>>>>
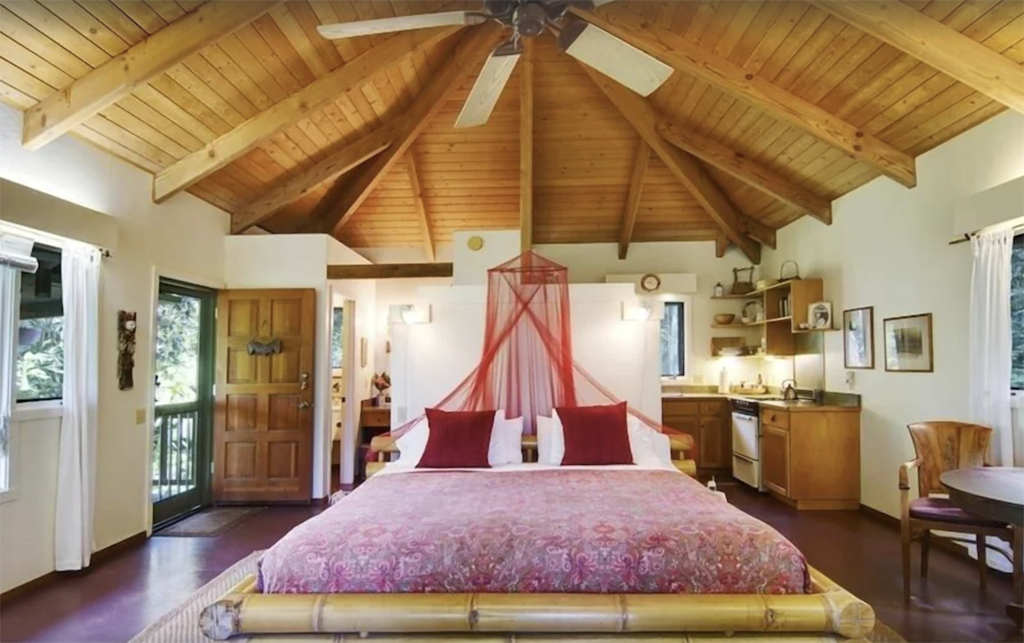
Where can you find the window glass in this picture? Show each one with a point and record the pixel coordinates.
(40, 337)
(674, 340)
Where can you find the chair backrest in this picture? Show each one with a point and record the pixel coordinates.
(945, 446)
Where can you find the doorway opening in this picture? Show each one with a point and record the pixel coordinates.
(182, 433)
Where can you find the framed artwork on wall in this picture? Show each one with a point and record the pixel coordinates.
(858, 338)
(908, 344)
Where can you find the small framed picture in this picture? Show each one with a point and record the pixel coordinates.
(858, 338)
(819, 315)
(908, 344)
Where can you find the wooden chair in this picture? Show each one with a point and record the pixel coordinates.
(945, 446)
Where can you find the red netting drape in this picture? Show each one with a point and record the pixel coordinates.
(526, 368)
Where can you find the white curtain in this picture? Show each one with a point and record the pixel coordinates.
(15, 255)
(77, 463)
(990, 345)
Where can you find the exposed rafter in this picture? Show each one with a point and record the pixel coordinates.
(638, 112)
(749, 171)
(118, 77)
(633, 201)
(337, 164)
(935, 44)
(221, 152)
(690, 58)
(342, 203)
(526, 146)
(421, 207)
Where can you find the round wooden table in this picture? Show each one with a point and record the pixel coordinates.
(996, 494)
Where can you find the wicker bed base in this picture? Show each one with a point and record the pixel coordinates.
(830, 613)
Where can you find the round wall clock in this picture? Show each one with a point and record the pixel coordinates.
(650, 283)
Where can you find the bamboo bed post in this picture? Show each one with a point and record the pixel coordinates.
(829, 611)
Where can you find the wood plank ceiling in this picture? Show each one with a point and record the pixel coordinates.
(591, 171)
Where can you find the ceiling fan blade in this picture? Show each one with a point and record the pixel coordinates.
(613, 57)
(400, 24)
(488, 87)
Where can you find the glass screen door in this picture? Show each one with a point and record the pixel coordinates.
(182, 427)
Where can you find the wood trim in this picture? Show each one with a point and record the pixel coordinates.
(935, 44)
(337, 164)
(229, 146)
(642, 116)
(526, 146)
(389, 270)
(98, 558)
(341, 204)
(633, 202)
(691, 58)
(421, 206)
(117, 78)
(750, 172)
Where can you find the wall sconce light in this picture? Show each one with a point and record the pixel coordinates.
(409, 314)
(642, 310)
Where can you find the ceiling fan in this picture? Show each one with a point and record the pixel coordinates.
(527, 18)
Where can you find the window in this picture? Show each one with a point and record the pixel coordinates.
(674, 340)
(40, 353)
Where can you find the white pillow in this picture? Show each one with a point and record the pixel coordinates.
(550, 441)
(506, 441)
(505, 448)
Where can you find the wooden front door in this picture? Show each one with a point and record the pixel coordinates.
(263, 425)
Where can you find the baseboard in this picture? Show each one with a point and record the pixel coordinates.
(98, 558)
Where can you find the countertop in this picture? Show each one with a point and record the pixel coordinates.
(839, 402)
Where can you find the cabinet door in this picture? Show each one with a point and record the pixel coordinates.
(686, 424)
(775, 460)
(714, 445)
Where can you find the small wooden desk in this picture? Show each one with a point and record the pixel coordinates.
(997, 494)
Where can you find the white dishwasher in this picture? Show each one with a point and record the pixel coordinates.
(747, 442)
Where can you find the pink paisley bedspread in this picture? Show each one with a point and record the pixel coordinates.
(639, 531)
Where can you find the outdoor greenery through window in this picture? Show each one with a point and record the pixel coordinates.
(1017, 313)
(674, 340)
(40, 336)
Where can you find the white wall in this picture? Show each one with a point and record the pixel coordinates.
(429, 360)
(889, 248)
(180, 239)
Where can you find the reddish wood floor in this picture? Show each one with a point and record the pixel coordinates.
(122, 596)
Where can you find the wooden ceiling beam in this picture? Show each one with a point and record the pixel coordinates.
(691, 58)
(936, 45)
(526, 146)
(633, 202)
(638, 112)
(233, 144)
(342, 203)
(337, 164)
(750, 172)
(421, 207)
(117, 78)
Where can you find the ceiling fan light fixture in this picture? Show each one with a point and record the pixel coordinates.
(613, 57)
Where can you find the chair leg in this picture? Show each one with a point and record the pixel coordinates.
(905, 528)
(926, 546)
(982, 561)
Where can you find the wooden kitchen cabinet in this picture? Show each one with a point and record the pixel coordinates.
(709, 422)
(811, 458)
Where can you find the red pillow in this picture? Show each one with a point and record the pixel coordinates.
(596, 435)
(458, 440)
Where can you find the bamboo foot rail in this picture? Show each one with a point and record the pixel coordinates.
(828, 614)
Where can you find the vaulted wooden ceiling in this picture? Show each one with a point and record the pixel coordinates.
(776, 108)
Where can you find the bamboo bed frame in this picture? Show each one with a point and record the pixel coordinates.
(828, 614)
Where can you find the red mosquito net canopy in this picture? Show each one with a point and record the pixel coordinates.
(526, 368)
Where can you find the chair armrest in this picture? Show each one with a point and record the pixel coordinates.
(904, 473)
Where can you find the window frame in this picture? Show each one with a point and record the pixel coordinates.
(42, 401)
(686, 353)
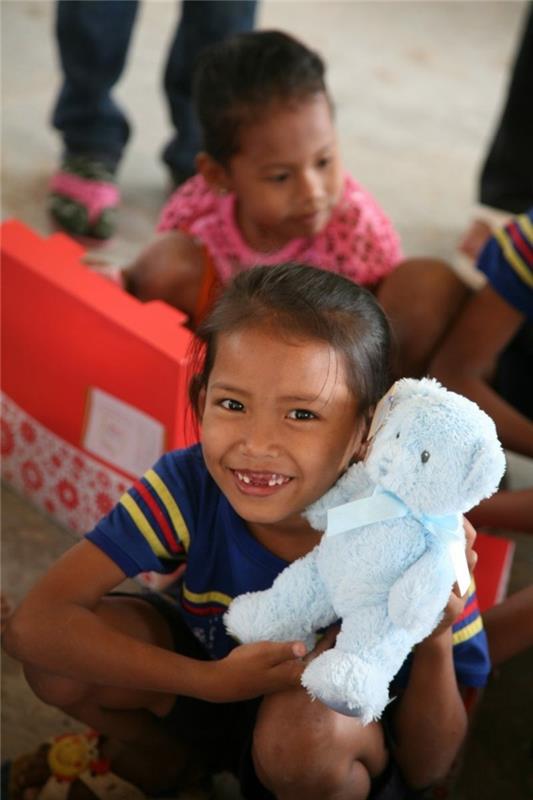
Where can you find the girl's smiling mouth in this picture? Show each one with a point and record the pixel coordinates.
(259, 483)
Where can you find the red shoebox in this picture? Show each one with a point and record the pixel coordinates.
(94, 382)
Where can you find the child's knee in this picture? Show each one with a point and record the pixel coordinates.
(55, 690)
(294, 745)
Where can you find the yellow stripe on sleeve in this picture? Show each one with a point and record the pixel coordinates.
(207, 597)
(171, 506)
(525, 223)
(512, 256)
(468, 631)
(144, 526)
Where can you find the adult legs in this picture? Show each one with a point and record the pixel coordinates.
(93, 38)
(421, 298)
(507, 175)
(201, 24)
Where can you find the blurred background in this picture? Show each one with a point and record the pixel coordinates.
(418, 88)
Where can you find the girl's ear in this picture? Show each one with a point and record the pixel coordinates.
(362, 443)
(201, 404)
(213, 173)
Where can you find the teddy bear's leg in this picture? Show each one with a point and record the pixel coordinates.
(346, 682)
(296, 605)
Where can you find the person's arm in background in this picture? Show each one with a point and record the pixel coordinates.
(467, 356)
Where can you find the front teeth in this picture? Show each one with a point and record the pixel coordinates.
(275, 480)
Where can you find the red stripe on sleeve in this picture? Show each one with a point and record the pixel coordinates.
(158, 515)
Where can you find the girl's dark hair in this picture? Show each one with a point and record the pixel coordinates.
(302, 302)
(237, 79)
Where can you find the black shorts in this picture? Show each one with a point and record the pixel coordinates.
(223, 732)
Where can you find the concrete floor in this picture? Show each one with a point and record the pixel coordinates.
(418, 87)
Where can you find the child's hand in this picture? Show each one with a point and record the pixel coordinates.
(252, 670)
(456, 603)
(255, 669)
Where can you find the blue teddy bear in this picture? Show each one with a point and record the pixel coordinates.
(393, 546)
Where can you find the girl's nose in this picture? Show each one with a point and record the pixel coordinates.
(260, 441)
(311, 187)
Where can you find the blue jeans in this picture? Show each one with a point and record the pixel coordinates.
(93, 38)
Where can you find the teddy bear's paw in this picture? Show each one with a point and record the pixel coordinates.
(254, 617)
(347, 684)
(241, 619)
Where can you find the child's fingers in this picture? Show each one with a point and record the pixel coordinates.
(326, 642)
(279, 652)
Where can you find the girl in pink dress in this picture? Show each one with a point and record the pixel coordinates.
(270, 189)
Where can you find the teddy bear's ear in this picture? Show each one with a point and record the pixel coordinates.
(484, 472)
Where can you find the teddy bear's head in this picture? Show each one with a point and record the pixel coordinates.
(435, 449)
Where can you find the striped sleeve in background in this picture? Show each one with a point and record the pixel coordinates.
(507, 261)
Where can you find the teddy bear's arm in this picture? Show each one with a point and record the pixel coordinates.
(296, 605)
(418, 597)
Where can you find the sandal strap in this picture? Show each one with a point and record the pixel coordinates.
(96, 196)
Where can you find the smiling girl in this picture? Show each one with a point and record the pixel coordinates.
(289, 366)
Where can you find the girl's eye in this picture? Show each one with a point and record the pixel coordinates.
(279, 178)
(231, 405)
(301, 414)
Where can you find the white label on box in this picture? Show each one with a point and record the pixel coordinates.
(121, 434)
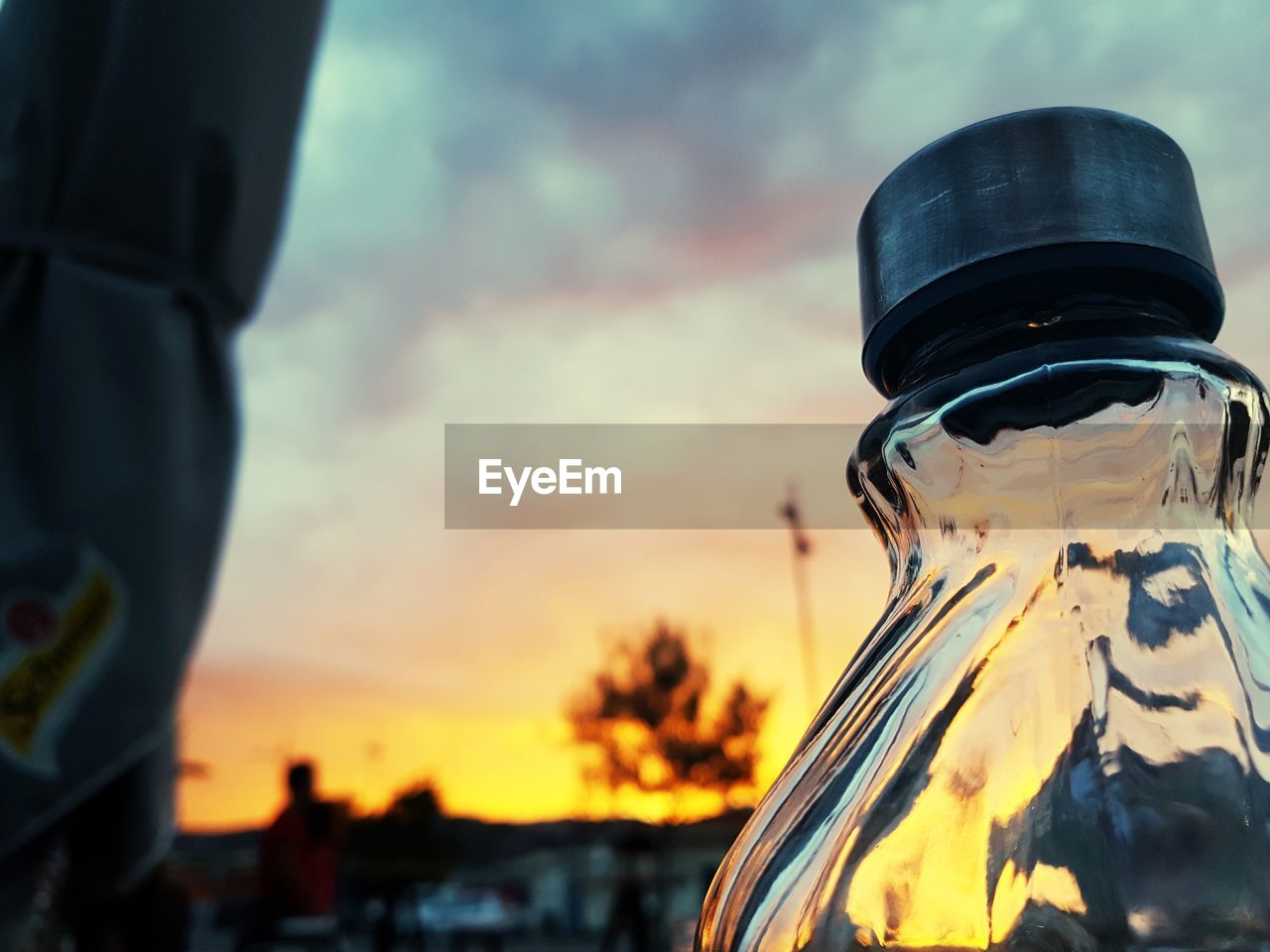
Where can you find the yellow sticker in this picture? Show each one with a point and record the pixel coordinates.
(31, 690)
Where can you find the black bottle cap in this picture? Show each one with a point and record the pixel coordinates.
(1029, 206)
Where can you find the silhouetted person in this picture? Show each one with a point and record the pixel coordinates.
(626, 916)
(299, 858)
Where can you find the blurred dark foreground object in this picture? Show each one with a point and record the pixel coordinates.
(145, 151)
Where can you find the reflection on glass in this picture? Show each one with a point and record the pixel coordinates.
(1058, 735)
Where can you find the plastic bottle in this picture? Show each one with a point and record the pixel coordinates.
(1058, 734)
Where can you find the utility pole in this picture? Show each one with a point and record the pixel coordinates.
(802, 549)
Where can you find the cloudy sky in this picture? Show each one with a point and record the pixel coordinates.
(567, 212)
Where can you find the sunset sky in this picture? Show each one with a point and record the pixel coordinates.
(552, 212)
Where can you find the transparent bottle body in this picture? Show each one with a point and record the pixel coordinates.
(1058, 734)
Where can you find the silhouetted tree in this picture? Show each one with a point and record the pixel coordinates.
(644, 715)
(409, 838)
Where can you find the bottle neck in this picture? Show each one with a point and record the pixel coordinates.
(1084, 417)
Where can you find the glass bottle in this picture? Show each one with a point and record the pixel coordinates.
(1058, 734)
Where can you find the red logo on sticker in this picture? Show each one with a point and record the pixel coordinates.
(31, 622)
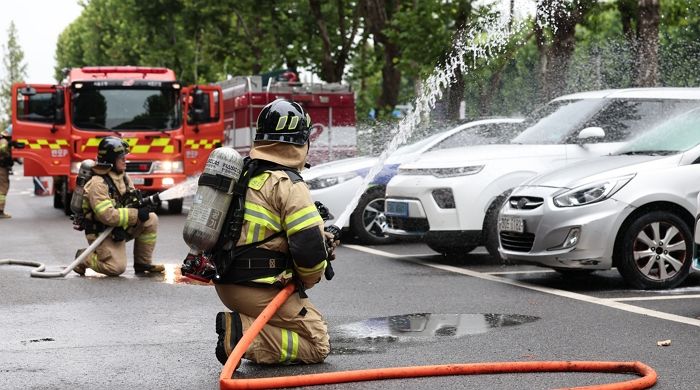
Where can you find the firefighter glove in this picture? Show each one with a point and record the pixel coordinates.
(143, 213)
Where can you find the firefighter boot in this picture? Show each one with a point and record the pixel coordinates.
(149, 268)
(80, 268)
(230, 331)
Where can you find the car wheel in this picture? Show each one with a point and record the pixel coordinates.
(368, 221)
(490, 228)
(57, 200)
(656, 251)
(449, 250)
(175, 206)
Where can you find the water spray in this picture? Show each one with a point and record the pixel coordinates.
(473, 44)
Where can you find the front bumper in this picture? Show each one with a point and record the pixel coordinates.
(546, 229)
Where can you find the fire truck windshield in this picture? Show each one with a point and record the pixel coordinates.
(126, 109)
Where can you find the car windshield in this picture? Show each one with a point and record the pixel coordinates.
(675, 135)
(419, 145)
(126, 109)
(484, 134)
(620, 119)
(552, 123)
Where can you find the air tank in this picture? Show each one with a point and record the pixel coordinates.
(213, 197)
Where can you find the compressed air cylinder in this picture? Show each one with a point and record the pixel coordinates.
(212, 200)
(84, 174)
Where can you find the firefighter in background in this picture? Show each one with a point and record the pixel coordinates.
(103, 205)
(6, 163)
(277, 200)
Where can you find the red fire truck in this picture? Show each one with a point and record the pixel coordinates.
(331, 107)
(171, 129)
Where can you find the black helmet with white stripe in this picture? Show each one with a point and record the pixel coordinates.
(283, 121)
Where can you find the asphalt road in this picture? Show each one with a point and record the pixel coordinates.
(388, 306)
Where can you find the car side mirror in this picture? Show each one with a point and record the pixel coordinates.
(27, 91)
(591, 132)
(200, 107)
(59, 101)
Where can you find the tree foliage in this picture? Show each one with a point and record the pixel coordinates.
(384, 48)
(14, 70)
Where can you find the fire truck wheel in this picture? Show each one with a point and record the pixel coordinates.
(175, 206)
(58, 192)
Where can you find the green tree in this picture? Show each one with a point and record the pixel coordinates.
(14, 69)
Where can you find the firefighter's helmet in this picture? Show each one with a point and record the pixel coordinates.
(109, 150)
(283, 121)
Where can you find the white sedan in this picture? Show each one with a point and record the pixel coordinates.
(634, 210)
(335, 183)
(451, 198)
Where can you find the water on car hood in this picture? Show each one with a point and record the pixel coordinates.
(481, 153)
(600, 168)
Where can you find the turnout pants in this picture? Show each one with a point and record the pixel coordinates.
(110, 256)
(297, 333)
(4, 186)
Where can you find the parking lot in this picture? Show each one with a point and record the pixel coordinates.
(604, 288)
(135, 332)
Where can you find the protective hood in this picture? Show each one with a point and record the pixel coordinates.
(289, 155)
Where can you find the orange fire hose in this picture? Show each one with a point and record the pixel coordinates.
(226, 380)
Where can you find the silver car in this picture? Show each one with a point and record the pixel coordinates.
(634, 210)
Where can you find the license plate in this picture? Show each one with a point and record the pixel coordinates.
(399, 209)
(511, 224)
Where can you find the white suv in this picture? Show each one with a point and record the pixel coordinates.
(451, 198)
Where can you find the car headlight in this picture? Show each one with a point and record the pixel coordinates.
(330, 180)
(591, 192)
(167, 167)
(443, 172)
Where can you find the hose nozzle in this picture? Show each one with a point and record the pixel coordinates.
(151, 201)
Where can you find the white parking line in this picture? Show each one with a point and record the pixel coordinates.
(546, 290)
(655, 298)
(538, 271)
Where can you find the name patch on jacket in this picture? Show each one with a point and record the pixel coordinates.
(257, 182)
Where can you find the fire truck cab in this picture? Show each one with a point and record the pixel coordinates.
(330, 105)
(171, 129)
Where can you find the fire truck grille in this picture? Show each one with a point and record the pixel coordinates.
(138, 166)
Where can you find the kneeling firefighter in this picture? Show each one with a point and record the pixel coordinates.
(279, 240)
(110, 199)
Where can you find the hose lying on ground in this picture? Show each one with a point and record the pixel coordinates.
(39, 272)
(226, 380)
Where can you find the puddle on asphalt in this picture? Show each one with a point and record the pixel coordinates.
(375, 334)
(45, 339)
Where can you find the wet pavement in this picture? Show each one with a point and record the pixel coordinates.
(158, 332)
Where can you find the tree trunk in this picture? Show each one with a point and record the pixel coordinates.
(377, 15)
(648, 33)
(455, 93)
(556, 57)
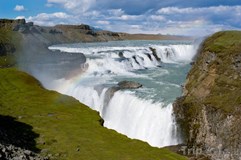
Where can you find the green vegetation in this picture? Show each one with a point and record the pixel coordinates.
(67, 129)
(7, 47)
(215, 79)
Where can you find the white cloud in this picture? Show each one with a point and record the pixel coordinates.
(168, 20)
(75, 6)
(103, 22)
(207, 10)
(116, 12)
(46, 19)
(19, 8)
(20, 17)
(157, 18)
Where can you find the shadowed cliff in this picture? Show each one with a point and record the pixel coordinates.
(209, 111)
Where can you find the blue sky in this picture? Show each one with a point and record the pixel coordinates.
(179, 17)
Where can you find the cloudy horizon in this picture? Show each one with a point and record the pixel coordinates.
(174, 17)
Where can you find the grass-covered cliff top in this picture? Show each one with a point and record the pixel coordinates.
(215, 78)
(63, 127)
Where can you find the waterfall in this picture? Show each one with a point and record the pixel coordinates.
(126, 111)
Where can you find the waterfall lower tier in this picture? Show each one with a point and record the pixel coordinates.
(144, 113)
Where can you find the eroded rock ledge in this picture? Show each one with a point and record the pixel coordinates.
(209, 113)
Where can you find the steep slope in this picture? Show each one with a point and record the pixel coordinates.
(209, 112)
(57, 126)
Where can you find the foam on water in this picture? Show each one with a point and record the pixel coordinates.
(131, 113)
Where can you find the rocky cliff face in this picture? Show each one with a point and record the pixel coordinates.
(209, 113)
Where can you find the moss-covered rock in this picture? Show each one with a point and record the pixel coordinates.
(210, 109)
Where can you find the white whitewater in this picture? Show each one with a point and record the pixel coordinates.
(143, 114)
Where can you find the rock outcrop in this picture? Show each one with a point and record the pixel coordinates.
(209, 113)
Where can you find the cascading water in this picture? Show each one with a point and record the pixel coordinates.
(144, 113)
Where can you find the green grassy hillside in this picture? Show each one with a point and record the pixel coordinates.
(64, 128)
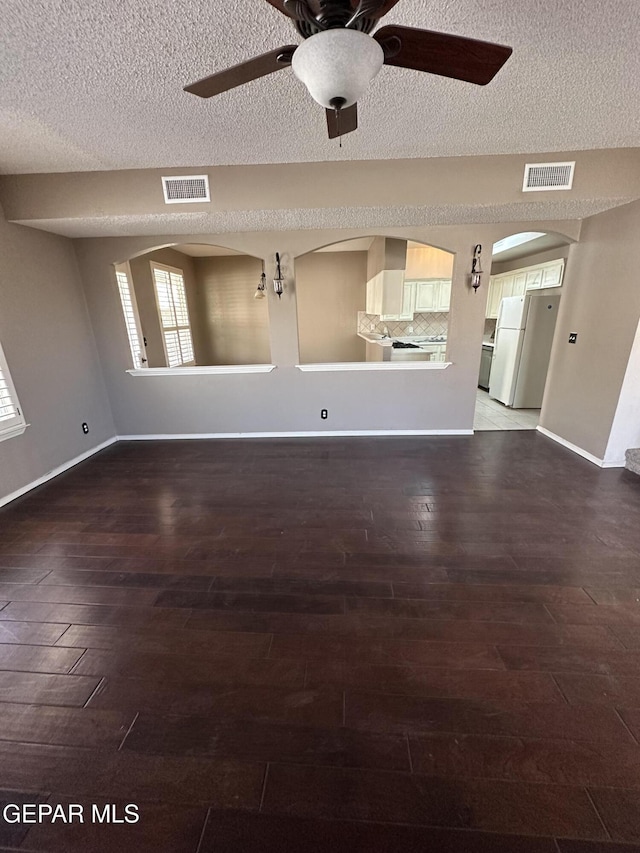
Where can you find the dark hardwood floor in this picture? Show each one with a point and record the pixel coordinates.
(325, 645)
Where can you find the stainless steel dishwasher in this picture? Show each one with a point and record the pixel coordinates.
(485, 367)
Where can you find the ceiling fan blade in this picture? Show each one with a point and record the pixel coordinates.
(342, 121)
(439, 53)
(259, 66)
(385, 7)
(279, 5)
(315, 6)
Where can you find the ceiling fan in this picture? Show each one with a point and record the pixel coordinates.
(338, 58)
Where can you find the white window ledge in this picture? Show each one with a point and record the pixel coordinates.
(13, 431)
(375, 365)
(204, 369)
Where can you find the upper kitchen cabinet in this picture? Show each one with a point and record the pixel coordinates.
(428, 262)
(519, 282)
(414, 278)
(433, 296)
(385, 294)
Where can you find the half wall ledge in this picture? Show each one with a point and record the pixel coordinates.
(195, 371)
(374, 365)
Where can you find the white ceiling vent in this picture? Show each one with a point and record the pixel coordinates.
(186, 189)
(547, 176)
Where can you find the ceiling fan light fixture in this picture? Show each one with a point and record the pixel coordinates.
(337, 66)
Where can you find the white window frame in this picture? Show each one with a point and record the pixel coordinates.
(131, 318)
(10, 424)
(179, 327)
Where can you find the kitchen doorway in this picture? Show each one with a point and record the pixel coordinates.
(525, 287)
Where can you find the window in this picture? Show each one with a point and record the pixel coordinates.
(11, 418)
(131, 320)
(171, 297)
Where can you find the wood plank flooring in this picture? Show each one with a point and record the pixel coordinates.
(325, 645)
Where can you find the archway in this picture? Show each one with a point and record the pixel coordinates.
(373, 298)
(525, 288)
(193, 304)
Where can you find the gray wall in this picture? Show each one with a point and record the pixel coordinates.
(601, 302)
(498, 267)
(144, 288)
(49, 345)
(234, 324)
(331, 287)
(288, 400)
<<<<
Repeat, exactly and only, the lines above from the one containing "Where can you find the wood plank flooring" through the end of the material.

Where can you find the wood plank flooring in this picture? Show each one with a point and record the pixel coordinates.
(325, 645)
Where can you find the archway in this picture? Show each one with a point and record the pixel coordinates.
(373, 298)
(525, 288)
(193, 304)
Where can you find the gray wall in this picture? Show each one with a point and record the pixel coordinates.
(601, 302)
(498, 267)
(144, 288)
(49, 345)
(234, 324)
(331, 287)
(288, 400)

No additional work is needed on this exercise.